Pointing dataset records:
= = = = = = =
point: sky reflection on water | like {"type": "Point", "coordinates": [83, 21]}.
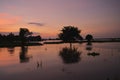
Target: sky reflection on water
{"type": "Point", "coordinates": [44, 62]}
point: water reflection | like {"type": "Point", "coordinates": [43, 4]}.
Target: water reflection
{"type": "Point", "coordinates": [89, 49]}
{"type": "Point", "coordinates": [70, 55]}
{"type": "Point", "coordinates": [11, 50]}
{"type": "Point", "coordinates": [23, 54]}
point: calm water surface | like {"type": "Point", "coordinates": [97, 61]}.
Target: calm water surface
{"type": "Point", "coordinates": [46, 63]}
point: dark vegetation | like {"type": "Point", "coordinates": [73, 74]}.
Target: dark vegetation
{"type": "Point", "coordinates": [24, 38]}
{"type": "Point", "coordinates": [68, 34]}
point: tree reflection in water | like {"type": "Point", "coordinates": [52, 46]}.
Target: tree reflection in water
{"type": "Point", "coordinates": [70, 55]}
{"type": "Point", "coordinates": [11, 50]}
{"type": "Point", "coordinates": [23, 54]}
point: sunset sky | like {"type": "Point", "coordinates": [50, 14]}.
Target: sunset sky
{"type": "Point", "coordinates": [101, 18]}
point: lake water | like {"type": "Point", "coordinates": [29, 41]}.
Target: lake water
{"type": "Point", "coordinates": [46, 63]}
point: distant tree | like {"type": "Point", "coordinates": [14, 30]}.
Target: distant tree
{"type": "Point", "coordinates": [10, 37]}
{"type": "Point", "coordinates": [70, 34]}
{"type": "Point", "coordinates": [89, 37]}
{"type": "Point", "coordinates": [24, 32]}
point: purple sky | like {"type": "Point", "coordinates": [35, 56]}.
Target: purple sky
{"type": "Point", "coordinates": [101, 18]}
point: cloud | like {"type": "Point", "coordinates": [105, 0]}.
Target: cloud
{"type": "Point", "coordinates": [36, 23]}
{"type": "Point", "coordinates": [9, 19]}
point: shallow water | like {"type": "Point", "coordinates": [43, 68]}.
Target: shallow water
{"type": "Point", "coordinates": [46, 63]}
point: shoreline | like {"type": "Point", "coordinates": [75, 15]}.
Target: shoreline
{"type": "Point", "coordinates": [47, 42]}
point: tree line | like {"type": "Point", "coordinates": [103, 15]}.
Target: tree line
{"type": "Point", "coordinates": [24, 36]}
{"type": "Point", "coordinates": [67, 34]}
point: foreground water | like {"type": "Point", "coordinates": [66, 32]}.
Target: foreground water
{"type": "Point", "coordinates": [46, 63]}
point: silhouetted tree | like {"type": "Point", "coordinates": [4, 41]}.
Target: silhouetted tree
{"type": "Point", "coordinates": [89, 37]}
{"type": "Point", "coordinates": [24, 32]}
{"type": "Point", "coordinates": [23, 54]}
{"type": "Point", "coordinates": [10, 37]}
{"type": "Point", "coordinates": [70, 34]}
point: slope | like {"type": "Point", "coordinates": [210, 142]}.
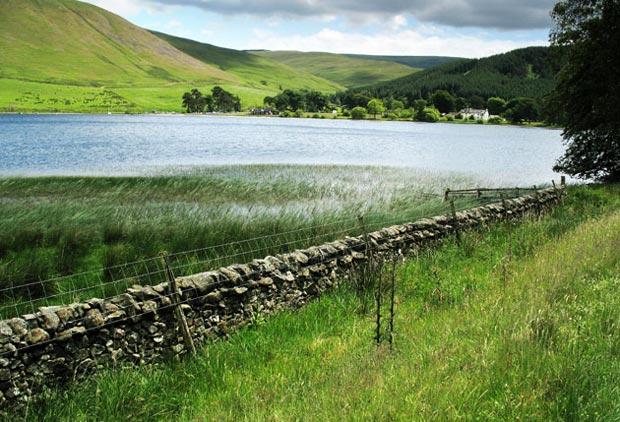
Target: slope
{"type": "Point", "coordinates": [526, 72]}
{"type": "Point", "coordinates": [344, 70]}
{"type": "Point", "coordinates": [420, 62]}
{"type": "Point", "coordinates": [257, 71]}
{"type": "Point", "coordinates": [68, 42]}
= = = = = = =
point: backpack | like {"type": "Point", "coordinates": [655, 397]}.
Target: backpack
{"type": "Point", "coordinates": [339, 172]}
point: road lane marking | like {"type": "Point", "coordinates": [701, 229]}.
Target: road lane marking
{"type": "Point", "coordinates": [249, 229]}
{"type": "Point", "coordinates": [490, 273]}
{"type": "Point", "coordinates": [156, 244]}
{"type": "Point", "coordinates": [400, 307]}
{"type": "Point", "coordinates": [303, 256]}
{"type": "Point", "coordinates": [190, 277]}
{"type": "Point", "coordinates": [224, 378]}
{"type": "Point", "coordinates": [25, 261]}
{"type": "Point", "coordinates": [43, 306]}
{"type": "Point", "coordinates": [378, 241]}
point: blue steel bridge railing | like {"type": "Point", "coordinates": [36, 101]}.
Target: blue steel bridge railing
= = = = = = =
- INSTRUCTION
Resize the records between the lines holding "point: backpack |" and "Target: blue steel bridge railing", inclusive, and write all of them out again, requests included. Multiply every coordinate in the answers by 2.05 and round to whole numbers, with halves rounding up.

- TASK OUTPUT
point: backpack | like {"type": "Point", "coordinates": [655, 397]}.
Target: backpack
{"type": "Point", "coordinates": [695, 353]}
point: road lane marking | like {"type": "Point", "coordinates": [701, 229]}.
Target: road lane marking
{"type": "Point", "coordinates": [510, 469]}
{"type": "Point", "coordinates": [1005, 560]}
{"type": "Point", "coordinates": [320, 500]}
{"type": "Point", "coordinates": [820, 629]}
{"type": "Point", "coordinates": [621, 525]}
{"type": "Point", "coordinates": [390, 568]}
{"type": "Point", "coordinates": [459, 775]}
{"type": "Point", "coordinates": [51, 535]}
{"type": "Point", "coordinates": [88, 627]}
{"type": "Point", "coordinates": [775, 494]}
point: blue steel bridge railing | like {"type": "Point", "coordinates": [36, 101]}.
Target: blue steel bridge railing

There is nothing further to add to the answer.